▶ WORK TO BE COMPLETED:
Rewrite the entries starting at the line that contains "Detect white sneaker in this photo." and ending at the line that contains "259, 131, 276, 137", changing "pedestrian" to "walker" and leaving everything else as it is.

(Entries drawn from a collection)
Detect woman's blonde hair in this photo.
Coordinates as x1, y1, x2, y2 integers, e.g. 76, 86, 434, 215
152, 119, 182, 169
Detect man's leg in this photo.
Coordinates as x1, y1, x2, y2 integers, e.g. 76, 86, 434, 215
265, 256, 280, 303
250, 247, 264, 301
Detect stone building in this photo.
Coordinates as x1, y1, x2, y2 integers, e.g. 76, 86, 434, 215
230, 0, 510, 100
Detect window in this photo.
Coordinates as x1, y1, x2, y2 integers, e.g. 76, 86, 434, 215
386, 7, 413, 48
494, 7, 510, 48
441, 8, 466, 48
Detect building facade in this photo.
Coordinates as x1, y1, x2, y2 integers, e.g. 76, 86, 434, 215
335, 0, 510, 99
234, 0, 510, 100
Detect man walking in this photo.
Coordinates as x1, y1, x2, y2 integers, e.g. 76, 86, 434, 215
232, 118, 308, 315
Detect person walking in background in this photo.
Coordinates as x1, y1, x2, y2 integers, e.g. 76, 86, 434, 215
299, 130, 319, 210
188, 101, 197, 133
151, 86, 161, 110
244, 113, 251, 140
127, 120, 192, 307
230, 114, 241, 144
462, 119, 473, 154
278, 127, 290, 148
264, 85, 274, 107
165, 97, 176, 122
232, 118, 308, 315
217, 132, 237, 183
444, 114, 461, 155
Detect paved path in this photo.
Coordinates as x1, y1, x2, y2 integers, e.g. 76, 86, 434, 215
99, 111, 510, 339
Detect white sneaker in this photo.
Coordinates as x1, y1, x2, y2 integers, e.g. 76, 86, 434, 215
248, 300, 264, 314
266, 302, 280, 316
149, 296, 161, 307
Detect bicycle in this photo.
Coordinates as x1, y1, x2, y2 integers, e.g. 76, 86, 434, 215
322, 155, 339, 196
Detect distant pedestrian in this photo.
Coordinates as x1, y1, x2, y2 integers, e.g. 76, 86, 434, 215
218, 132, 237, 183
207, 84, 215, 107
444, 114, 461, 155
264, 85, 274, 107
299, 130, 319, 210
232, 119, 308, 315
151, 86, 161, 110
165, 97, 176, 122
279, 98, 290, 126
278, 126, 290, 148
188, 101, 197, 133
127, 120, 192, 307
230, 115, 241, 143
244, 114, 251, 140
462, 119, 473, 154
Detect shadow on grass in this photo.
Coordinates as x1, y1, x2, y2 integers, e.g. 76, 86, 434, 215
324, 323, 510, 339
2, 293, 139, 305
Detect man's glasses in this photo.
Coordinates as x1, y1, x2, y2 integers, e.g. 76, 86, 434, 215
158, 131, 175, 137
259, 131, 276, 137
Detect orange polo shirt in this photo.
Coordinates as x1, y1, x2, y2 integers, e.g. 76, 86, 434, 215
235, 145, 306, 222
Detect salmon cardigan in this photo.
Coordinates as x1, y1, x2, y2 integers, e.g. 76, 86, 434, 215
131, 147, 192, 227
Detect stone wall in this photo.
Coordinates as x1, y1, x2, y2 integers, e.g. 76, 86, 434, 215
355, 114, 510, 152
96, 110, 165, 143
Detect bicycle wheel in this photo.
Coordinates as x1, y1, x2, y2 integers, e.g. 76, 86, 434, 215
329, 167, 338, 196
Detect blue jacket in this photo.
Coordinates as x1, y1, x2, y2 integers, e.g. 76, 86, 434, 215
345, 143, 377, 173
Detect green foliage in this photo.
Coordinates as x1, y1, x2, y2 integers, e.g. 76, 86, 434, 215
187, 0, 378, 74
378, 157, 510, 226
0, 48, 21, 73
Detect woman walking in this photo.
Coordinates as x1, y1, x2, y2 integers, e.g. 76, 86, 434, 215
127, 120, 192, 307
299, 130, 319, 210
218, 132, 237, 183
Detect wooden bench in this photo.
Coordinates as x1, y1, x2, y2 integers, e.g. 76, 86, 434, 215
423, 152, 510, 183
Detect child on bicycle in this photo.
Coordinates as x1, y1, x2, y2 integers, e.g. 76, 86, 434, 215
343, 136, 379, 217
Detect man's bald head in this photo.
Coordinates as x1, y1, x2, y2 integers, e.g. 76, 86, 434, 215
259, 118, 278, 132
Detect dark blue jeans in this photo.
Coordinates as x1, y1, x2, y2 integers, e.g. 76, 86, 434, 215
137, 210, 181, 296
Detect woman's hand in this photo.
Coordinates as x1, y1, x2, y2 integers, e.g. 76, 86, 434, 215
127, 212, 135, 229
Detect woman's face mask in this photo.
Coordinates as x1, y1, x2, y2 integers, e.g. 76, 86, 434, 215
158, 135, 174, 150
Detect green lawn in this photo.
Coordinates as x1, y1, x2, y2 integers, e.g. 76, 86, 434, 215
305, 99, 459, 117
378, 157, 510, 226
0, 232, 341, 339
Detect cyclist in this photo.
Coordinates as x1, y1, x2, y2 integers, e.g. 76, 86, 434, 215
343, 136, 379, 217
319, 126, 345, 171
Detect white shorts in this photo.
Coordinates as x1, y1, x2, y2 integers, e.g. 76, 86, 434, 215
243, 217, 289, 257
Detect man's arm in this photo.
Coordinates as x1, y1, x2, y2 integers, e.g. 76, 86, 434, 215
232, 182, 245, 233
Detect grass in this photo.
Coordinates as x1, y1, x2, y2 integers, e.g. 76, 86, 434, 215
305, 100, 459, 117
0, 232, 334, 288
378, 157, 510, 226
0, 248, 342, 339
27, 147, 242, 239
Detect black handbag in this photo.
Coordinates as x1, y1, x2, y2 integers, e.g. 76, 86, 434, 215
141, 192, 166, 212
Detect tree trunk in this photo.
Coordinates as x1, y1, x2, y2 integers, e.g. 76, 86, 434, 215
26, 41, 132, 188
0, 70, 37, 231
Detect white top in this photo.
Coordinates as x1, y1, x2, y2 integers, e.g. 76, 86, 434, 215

▶ THE SOLUTION:
Detect white sneaker in this photo.
Coordinates as x1, y1, x2, y2 integers, e.g. 76, 86, 434, 215
248, 300, 264, 314
266, 302, 280, 316
149, 296, 161, 307
Detect bicycle in this photo.
Coordinates as x1, y1, x2, y2 integers, e.g. 76, 86, 434, 215
322, 155, 339, 196
Detect distant walker in this photo.
Coordinates as x1, y1, x2, y2 integers, e.g. 76, 86, 434, 215
218, 132, 237, 183
207, 84, 215, 107
444, 114, 461, 155
264, 85, 274, 107
299, 130, 319, 210
232, 119, 308, 315
151, 86, 161, 110
165, 97, 176, 122
279, 98, 290, 126
278, 126, 290, 148
188, 101, 197, 133
127, 120, 192, 307
230, 115, 241, 143
244, 114, 251, 140
462, 119, 473, 154
Detect shadow on grass in this photo.
Coordinates as x1, y1, x2, y2 integers, e.g. 76, 86, 434, 215
324, 323, 510, 339
2, 293, 139, 305
Detect man's glasses in this photo.
Coordinates as x1, y1, x2, y2 integers, e.g. 76, 86, 434, 215
158, 131, 175, 137
259, 131, 276, 137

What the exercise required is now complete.